Acaba evlerde biz, fırın bulabiliyor muyduk? (…) Arabası olmayan evlerde şu anda bir araba değil, bazı evlerde bakıyorsunuz iki tane araba var. Buralara geldik. Bunları nasıl görmezlikten geliyor?
Recep Tayyip Erdoğan, 2018 yılında bir radyo/televizyon ortak yayınında bu sözleri sarf etmeden evvel koltuğunda hafifçe kaykılmış, karşısındaki sunucunun ricasıyla vatandaşın kendisine yöneltmiş olduğu birtakım eleştirilerden oluşan bir ses kaydını dinliyordu. Uzun zamandır “çanak dışı” soru almadığını düşünürsek, son yıllarda canlı yayında eleştiriye maruz kaldığı ender anlardan biri olmasıyla özel, hatta eşsiz bir andı bu. Ekonomiden eğitime her tür itirazın sıralandığı bu kaydın henüz ilk saniyelerinde Erdoğan’ın yüzüne -bir daha silinmeyecek- bir memnuniyetsizlik yerleşti. Eleştiriler sıralandıkça sabırsızlık ve can sıkıntısı arttı. Sağlıktan bahsedilince kolları “şunun ettiği lafa bak” der gibi kalktı ve yılgınlıkla kenarlara düştü. Kayıt biter bitmez ağzından yukarıdaki sözler -sonuna isyankâr bir "el insaf" da eklenerek- döküldü.
***
Makarayı sancılı “kuruluş yıllarına" saralım. Birbirine zıt ufuklara göz dikmiş, çok farklı devir ve zihniyetin adamları olan Erdoğan ve Atatürk’ün kesiştiği ender noktalardan biri, nankörlük meselesi. 1924 yılında TBMM’de eski silah arkadaşlarının Halk Fırkası’ndan koparak oluşturdukları muhalif Terakkiperver Fırka’yla ilgili İngiliz bir gazeteciye demeç verirken Atatürk’ün "durdurulamayan bir gazap seline” kapıldığı anlatılır.

^^^^^^^^^^^^^^^^

=== Yönerge ===
Seçilen bölümde "Acaba evlerde biz, fırın" sözlerinden "nasıl görmezlikten geliyor?" sözlerine kadar olan kısmı hiç değiştirmeden yazın.

=== Veriler ===

^^^^^^^^^^^^^^^^

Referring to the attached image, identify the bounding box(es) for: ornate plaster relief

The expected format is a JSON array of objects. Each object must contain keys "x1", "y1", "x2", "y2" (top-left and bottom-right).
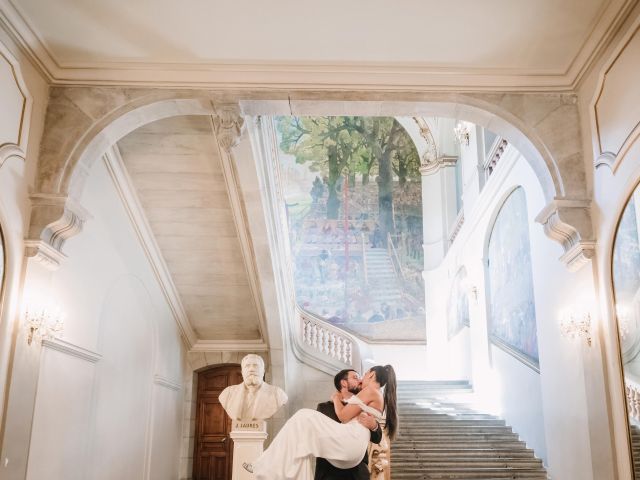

^^^^^^^^^^^^^^^^

=== Çözüm ===
Acaba evlerde biz, fırın bulabiliyor muyduk? (…) Arabası olmayan evlerde şu anda bir araba değil, bazı evlerde bakıyorsunuz iki tane araba var. Buralara geldik. Bunları nasıl görmezlikten geliyor?